→ SELECTED EXCERPT
━━━━━━━━━━━━━━━━
We employ K-Means Clustering to segment customers. To determine the optimal number of segments (k), we evaluate multiple scenarios using key performance metrics.

Methodology

Iterative Clustering: Run K-Means for k from 2 to 5.
Dimensionality Reduction: Use PCA (Principal Component Analysis) to visualize high-dimensional clusters in 2D.
Evaluation Metrics: To rigorously assess cluster quality, we analyze the evolution of three distinct metrics as k varies:
- Silhouette Score: Measures the mean distance between a sample and all other points in the same cluster (\(a\)) versus the mean distance to points in the nearest neighboring cluster (\(b\)). The score is given by \((b - a) / \max(a, b)\).
  - Evolution: We look for a peak. A decrease as k increases suggests that clusters are becoming less distinct or that natural clusters are being artificially split.
- Davies-Bouldin Index: Represents the average similarity between each cluster and its most similar one, where similarity is the ratio of within-cluster scatter to between-cluster separation.
━━━━━━━━━━━━━━━━
→ DATASET CONTENT
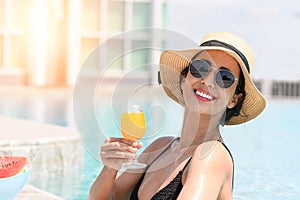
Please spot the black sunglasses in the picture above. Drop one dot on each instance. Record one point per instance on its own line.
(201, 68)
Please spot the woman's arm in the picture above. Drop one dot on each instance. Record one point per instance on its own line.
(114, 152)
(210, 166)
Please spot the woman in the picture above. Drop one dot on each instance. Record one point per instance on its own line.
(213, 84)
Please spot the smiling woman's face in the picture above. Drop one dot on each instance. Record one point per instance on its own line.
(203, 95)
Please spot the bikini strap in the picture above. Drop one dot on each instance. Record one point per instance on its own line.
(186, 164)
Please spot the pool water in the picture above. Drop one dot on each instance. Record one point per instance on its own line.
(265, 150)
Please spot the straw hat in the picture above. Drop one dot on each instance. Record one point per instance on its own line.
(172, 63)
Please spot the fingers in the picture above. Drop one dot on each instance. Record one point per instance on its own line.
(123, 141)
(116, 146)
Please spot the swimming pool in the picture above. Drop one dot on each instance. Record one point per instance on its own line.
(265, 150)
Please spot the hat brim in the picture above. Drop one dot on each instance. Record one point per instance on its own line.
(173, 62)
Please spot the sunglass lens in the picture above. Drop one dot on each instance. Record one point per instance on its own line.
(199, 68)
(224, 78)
━━━━━━━━━━━━━━━━
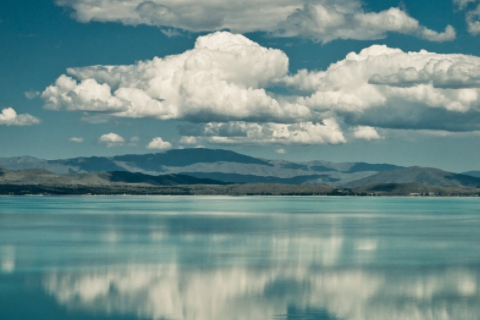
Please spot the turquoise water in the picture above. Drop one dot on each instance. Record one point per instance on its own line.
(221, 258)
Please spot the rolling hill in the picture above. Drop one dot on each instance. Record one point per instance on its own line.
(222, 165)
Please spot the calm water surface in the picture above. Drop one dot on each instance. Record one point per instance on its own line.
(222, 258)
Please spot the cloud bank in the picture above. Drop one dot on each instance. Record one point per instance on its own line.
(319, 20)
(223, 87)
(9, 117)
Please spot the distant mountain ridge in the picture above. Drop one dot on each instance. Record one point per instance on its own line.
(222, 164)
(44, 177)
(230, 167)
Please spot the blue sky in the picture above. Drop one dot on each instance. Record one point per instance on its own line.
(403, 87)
━━━━━━━━━━━━━━━━
→ WORK INSTRUCTIONS
1 – In the clustering methodology text, what range of k values is K-Means run for?
2 – From the clustering methodology text, extract everything from "Dimensionality Reduction: Use" down to "being artificially split.".

→ FINAL RESULTS
1 – K-Means is run for k from 2 to 5.

2 –
Dimensionality Reduction: Use PCA (Principal Component Analysis) to visualize high-dimensional clusters in 2D.
Evaluation Metrics: To rigorously assess cluster quality, we analyze the evolution of three distinct metrics as k varies:
- Silhouette Score: Measures the mean distance between a sample and all other points in the same cluster (\(a\)) versus the mean distance to points in the nearest neighboring cluster (\(b\)). The score is given by \((b - a) / \max(a, b)\).
  - Evolution: We look for a peak. A decrease as k increases suggests that clusters are becoming less distinct or that natural clusters are being artificially split.